— BRIEF —
Reproduce the material without any changes, from its first line through the line that contains "[216,304,264,357]", both ends included.
──────── AVAILABLE DATA ────────
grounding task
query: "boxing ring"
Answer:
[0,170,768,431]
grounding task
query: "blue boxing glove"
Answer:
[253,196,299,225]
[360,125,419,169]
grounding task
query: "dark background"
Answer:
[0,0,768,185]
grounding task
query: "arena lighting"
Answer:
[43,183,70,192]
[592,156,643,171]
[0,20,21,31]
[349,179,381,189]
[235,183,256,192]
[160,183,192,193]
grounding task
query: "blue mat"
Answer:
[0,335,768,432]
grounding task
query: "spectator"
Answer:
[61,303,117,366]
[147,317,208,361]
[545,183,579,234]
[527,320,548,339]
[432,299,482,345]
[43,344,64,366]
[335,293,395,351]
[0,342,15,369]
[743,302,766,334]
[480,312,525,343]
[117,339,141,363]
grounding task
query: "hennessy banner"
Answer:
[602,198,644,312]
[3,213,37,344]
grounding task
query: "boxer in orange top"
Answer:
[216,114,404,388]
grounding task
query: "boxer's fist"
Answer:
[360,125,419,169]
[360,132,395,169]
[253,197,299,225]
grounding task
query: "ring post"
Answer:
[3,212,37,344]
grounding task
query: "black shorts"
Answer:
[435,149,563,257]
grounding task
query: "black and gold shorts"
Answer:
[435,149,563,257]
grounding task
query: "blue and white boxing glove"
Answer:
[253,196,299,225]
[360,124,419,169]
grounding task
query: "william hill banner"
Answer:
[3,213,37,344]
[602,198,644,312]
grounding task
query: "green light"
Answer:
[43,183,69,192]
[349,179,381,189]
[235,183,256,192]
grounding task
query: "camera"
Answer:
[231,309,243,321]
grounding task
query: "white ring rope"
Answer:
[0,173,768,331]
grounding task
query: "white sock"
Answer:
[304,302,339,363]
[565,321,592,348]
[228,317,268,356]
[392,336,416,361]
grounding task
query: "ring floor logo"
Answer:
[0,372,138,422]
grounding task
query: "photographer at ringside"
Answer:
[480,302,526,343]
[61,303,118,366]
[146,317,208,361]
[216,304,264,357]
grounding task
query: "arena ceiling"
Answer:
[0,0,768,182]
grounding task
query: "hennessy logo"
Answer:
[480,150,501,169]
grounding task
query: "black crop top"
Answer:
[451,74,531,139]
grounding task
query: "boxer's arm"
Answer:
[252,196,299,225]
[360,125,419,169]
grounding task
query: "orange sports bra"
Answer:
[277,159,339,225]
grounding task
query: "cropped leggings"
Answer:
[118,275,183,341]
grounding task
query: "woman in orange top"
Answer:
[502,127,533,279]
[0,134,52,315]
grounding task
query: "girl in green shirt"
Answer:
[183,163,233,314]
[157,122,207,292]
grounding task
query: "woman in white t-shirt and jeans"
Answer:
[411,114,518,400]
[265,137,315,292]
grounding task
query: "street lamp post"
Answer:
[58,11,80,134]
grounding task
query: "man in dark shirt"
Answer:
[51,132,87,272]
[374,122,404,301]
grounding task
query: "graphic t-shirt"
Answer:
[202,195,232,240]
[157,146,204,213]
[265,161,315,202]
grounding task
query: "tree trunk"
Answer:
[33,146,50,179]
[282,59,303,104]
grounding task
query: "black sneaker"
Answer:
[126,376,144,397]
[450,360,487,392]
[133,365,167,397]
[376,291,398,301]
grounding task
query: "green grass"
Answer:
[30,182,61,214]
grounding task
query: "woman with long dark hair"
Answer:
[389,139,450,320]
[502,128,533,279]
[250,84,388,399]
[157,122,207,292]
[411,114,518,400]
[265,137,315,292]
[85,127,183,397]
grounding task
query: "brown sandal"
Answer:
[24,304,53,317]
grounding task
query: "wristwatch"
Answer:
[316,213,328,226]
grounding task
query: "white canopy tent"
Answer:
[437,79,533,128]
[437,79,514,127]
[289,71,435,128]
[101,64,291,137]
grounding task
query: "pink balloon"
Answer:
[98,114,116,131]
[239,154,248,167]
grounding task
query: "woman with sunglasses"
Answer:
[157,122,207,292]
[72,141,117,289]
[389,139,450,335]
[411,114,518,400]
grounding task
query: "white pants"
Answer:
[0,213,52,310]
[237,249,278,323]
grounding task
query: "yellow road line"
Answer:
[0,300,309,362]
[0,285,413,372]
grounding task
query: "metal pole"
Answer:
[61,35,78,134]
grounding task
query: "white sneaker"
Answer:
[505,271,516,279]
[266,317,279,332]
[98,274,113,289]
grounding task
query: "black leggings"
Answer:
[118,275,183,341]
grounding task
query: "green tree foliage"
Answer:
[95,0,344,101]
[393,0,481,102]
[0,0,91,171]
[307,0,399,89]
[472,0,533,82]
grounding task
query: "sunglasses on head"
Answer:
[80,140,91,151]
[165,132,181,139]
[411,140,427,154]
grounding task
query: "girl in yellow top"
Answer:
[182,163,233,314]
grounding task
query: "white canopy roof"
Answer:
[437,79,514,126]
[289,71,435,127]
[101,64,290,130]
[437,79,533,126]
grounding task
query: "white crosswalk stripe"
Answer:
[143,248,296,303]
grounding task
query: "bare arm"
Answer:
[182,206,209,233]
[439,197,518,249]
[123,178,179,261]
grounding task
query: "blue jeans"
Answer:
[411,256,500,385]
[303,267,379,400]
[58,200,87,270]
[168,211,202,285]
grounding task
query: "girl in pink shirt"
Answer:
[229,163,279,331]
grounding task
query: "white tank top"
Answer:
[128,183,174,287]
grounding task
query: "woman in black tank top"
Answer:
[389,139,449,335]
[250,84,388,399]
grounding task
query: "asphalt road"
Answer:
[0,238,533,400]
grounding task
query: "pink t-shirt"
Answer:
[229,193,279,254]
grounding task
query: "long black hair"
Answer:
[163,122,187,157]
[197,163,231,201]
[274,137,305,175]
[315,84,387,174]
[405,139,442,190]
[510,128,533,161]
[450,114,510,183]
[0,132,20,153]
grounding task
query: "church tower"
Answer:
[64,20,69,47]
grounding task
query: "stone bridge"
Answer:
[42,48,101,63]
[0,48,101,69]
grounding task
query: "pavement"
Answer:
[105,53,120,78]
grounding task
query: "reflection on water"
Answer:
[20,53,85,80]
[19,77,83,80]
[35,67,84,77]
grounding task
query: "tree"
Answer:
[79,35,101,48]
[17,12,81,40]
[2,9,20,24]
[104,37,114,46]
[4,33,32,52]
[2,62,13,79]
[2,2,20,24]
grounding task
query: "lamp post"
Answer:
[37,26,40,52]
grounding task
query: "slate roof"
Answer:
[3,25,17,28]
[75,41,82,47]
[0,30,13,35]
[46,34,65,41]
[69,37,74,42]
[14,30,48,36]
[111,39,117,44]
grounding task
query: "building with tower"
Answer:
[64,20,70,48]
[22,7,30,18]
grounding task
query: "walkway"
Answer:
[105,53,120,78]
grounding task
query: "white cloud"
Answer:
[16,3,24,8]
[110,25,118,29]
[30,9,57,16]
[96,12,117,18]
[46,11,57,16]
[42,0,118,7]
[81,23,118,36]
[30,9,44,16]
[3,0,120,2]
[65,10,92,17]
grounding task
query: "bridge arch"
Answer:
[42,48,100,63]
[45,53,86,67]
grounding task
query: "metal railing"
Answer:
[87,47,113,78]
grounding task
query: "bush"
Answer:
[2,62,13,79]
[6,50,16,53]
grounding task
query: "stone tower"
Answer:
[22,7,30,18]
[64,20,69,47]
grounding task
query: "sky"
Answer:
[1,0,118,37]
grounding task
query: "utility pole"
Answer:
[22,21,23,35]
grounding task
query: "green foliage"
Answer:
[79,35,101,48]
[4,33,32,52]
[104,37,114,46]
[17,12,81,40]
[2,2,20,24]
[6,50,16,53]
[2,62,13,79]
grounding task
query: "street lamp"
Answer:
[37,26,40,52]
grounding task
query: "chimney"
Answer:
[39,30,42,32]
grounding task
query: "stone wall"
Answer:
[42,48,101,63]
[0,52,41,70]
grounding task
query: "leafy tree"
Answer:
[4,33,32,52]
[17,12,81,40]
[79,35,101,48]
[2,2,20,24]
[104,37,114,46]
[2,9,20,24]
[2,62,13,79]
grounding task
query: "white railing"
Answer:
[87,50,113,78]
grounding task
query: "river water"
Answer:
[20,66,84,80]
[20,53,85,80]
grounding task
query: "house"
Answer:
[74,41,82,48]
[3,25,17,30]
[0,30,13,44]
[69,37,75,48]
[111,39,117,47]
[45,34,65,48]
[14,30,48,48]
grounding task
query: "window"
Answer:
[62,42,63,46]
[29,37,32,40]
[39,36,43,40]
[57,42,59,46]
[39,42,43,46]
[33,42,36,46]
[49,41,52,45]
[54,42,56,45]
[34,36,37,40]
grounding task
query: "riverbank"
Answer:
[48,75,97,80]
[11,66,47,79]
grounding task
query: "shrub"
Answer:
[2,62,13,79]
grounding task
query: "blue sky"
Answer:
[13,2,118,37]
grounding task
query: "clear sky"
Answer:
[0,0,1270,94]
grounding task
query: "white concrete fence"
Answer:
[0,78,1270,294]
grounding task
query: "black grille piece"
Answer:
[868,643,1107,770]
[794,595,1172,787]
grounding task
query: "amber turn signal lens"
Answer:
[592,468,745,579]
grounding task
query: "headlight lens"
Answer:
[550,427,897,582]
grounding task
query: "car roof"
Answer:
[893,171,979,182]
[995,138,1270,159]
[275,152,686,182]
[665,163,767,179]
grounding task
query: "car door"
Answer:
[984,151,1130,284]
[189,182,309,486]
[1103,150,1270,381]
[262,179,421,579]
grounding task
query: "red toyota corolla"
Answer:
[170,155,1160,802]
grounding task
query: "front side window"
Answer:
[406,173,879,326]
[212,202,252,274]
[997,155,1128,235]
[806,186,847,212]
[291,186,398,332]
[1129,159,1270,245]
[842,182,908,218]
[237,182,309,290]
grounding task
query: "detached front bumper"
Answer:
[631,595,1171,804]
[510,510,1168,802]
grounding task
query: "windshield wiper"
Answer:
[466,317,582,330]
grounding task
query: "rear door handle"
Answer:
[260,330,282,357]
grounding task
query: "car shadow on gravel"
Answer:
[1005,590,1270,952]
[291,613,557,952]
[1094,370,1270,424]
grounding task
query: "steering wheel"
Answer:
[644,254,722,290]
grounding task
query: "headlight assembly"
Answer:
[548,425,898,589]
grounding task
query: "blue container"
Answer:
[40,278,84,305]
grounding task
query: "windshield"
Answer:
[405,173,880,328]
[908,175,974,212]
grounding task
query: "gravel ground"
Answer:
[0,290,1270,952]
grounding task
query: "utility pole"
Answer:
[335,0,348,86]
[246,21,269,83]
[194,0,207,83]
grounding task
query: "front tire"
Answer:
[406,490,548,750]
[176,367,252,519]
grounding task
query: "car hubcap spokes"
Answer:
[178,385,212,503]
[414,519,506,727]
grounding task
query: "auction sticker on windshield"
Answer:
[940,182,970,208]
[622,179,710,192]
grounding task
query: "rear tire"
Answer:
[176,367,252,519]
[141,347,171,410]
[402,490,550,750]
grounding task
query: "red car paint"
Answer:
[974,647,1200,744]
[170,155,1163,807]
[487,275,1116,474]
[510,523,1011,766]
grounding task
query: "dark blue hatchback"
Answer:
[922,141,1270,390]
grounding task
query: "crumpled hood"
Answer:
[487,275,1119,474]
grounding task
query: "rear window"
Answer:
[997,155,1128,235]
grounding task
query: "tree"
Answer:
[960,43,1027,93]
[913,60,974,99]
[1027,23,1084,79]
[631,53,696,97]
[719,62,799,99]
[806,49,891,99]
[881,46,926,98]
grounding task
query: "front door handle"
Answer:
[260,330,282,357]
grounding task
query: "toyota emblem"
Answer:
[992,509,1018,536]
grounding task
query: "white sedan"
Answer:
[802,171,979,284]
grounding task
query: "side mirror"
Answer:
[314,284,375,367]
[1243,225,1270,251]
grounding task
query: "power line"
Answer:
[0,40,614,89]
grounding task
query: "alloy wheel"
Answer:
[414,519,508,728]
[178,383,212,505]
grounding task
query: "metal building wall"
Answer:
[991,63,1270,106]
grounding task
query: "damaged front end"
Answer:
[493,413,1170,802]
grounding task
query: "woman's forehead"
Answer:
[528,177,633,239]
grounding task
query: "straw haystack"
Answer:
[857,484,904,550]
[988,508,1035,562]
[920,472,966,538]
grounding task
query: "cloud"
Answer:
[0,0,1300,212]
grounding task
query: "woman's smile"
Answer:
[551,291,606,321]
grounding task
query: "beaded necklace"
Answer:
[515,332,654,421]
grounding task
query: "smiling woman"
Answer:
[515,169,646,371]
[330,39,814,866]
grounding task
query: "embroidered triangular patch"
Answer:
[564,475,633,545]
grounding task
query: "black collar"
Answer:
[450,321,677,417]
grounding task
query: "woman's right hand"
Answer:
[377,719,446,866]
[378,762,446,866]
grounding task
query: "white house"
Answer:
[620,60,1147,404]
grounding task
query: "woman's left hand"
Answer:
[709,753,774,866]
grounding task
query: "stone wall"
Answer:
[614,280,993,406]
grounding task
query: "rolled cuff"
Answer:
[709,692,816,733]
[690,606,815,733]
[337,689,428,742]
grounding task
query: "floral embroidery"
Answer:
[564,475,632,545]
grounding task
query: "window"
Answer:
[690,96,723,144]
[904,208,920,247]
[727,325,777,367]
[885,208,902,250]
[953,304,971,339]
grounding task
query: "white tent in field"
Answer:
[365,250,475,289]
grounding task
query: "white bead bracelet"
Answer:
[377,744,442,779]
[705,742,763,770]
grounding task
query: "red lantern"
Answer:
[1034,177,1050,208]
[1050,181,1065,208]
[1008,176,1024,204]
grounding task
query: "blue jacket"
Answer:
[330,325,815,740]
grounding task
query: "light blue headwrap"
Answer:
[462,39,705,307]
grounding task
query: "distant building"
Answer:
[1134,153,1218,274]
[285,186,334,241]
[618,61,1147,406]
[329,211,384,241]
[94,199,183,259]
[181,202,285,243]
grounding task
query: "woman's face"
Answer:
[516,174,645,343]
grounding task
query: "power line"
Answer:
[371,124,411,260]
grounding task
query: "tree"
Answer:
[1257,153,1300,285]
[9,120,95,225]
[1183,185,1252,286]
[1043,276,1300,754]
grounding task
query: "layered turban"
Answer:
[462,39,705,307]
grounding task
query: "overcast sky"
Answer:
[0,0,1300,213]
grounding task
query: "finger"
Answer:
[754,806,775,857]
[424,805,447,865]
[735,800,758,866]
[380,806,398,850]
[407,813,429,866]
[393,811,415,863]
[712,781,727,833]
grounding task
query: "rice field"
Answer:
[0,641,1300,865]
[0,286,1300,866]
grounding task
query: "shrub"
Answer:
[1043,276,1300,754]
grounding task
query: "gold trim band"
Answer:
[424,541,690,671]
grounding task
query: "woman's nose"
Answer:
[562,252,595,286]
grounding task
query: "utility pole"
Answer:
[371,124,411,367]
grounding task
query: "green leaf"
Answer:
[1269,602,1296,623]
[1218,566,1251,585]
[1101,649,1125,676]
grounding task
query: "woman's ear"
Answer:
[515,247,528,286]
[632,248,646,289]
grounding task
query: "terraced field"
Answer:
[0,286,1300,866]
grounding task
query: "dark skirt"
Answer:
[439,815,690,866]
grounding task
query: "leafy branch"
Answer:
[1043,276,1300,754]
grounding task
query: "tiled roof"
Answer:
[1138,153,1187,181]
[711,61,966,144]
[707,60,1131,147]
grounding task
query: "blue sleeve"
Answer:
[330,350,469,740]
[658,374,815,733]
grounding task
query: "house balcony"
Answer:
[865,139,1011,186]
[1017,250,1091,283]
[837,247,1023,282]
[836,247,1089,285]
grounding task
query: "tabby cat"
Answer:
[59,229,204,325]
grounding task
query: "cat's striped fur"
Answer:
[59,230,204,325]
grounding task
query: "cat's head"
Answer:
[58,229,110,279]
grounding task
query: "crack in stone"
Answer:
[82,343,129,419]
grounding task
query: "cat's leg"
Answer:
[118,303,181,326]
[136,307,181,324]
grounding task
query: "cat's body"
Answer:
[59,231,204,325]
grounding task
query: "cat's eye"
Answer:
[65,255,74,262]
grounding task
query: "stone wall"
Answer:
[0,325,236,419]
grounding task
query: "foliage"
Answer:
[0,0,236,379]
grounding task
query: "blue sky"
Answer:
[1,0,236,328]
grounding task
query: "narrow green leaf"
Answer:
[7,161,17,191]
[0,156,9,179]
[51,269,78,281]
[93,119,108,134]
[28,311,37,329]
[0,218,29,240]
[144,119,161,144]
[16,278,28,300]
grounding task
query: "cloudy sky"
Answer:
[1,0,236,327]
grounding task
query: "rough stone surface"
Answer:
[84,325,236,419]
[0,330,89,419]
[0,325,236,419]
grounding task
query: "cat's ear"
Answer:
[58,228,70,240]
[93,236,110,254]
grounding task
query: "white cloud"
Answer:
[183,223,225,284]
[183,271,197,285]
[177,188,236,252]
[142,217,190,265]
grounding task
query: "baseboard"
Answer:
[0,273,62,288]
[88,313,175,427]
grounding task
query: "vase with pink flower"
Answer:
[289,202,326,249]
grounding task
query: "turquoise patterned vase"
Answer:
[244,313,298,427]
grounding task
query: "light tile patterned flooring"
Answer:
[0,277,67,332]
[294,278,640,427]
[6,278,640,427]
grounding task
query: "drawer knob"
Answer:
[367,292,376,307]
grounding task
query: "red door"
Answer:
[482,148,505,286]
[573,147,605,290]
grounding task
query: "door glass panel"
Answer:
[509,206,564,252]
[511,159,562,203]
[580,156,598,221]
────────
— WRITTEN SOLUTION —
grounding task
query: "boxing ring"
Answer:
[0,170,768,431]
grounding task
query: "blue boxing glove"
Answer:
[253,196,299,225]
[360,125,419,169]
grounding task
query: "dark background"
Answer:
[0,0,768,185]
grounding task
query: "arena lighting"
Answer:
[43,183,70,192]
[592,156,643,171]
[0,20,21,31]
[349,179,381,189]
[235,183,256,192]
[160,183,192,193]
grounding task
query: "blue mat"
Answer:
[0,335,768,432]
grounding task
query: "spectator"
Answer:
[61,303,117,366]
[147,317,208,361]
[545,183,579,234]
[527,320,548,339]
[432,299,482,345]
[43,344,64,366]
[335,293,395,351]
[0,342,15,369]
[743,302,766,334]
[480,312,525,343]
[117,339,141,363]
grounding task
query: "hennessy banner"
Answer:
[602,198,644,312]
[3,213,37,344]
grounding task
query: "boxer in orange top"
Answer:
[216,114,404,388]
grounding task
query: "boxer's fist"
Answer:
[360,125,419,169]
[360,132,395,169]
[253,197,299,225]
grounding task
query: "ring post"
Answer:
[3,212,37,344]
grounding task
query: "black shorts"
Answer:
[435,149,563,257]
grounding task
query: "black and gold shorts"
Answer:
[435,149,563,257]
grounding task
query: "blue and white boxing glove"
Answer:
[253,196,299,225]
[360,124,419,169]
grounding task
query: "william hill banner"
Answer:
[3,213,37,344]
[602,198,644,312]
grounding task
query: "green light"
Answer:
[43,183,69,192]
[349,179,381,189]
[235,183,256,192]
grounding task
query: "camera"
Answer:
[231,309,243,321]
grounding task
query: "white ring rope"
Answer:
[0,173,768,331]
grounding task
query: "white sock"
Answer:
[304,302,339,363]
[565,321,592,348]
[228,317,268,356]
[392,336,416,361]
grounding task
query: "ring floor logo"
Answer:
[0,372,138,422]
grounding task
query: "photographer at ringside"
Answer:
[480,302,526,343]
[61,303,118,366]
[146,317,208,361]
[216,304,264,357]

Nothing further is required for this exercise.